§ YOUR TASKS
1. Please copy the article about the University High School band word for word, from "That’s the first" to "and scuffed-up footwear.".
2. Write what comes next in the article about the University High School band, picking up after its final sentence.

§ EXTRACTED TEXT
-=-=-

If you had closed your eyes while listening, you may have thought you were in a movie theater.
That’s because the music coming out of the University High School band room on Wednesday afternoon was that cinematic.
Soaring trumpets, thunderstorm-timpani and the sonorous commentary of a lone bassoon, to bring it all together.
Then Mark Palmer broke the imaginary film, in the imaginary projector, when he spoke up.
“Oooh, 97%,” he said, with good-natured gruff. “We were this close.”
Palmer, the UHS band director, also conducts the Symphonic Winds ensemble, which performs before a special audience at 2 p.m. Friday in Charleston.
That’s the first day of the 2022 gathering of the West Virginia Music Educators Association.
“We feel good to be going back,” Palmer said. “Especially after what’s been happening over the past couple of years with COVID.”
The group is set to perform in a studio space at the Charleston Coliseum and Conference Center.
It had to play its way in, with a strict audition.
“They’re playing beyond their years,” their director said. “I’m proud of them.”
They breathed life into martial marches and contemporary symphonic pieces.
On Friday, the ensemble will be done out in gowns and tuxedos. Wednesday, they were wearing requisite T-shirts, sweaters and scuffed-up footwear.
One kept time with her feet encased in a pair of Chuck Taylor All-Stars. High-tops.

-=-=-

§ DATA EXTRACT
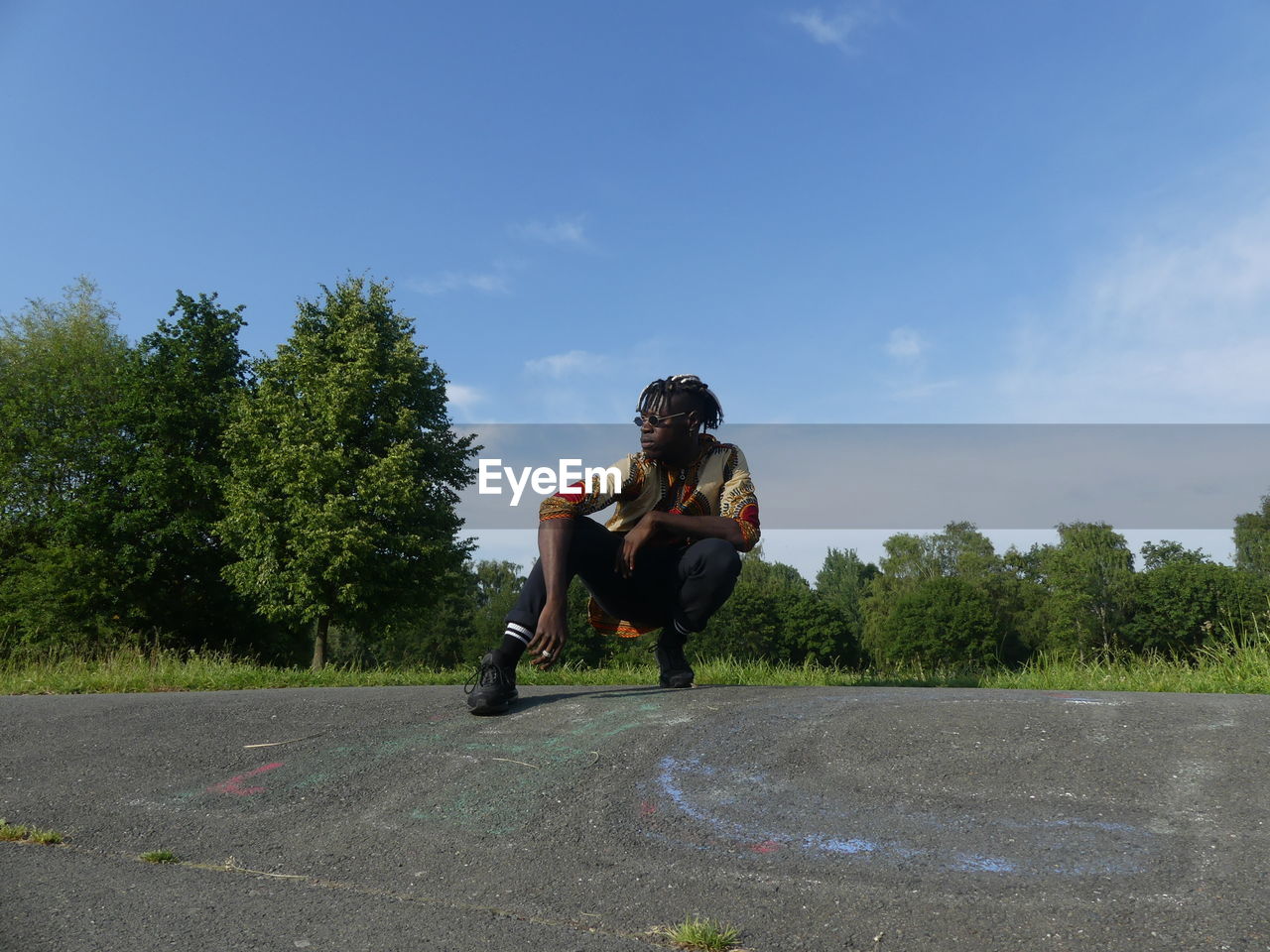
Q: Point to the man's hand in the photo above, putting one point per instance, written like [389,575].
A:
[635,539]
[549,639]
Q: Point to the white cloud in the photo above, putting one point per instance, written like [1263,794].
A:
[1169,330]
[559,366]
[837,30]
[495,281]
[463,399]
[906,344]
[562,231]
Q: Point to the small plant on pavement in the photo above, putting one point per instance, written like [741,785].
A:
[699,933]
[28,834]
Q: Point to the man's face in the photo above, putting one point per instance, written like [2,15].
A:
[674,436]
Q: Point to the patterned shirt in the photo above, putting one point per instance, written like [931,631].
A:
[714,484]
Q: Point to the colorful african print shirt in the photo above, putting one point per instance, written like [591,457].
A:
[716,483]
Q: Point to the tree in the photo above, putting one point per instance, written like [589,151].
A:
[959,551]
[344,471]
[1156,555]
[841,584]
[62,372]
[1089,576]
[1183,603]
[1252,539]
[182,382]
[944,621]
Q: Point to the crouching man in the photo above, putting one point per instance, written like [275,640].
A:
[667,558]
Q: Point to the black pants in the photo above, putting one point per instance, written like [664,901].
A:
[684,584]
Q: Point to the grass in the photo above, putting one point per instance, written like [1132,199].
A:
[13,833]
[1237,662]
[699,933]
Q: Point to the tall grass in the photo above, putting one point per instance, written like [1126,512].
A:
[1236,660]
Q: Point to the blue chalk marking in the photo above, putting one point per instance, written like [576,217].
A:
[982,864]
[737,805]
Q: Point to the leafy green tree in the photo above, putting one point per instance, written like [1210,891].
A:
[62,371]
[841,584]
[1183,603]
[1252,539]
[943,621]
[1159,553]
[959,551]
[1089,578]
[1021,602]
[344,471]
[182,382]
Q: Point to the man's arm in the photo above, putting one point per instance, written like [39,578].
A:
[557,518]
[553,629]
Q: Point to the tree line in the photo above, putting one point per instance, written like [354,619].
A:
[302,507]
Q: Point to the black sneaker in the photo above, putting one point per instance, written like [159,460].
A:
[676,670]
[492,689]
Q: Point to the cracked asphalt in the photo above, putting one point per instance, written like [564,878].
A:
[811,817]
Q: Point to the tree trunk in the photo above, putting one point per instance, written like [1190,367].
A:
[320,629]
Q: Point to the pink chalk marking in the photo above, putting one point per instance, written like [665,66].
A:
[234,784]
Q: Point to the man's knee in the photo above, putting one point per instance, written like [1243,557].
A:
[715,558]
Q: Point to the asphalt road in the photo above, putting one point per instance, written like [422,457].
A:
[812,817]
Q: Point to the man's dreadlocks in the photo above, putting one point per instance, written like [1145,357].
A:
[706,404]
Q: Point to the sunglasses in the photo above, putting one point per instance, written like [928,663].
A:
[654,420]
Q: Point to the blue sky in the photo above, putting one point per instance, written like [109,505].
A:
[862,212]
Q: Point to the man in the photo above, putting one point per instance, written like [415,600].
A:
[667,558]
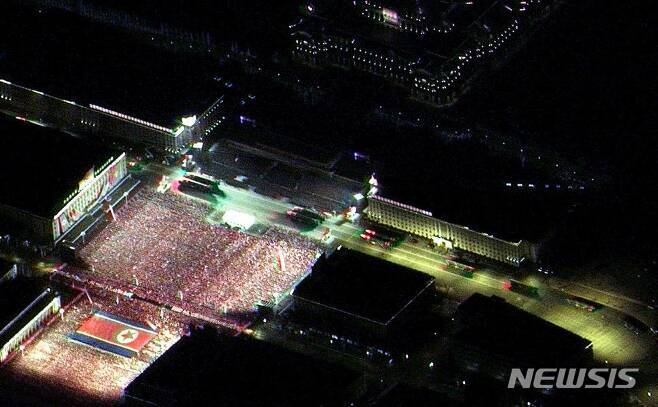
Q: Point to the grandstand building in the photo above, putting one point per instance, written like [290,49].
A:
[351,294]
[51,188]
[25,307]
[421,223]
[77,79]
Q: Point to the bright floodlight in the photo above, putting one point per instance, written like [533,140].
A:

-=-=-

§ ACTIVITY ANSWERS
1.
That’s the first day of the 2022 gathering of the West Virginia Music Educators Association.
“We feel good to be going back,” Palmer said. “Especially after what’s been happening over the past couple of years with COVID.”
The group is set to perform in a studio space at the Charleston Coliseum and Conference Center.
It had to play its way in, with a strict audition.
“They’re playing beyond their years,” their director said. “I’m proud of them.”
They breathed life into martial marches and contemporary symphonic pieces.
On Friday, the ensemble will be done out in gowns and tuxedos. Wednesday, they were wearing requisite T-shirts, sweaters and scuffed-up footwear.

2.
Josh Kerns, who plays trumpet in the ensemble, said his senior year has been full of highs and lows, due to the pandemic.
“We didn’t know what the year was gonna bring,” said the student, who plans on going to WVU and auditioning for the school’s iconic Pride of West Virginia Marching Band.
“I’m just happy we’re here and going to Charleston.”
Palmer conducted the proceedings Wednesday with a wink and a sense of humor.
“Whoa, whoa, where you going?” he asked, as one musician bolted from his chair to tend to a cracked reed in his saxophone. “You’d better play that a lot tonight. We don’t want this happening on Friday.”
“You know I never liked you,” he said to another, as he tried hard not to grin.
“Hey,” he deadpanned, after one song with a share of flubbed notes, “all I want is perfection.”
The students laughed and teased him back.
“They really are talented,” Palmer said.
“If I stood up here and white-knuckled it, no one would be having any fun. And we wouldn’t be going to Charleston.”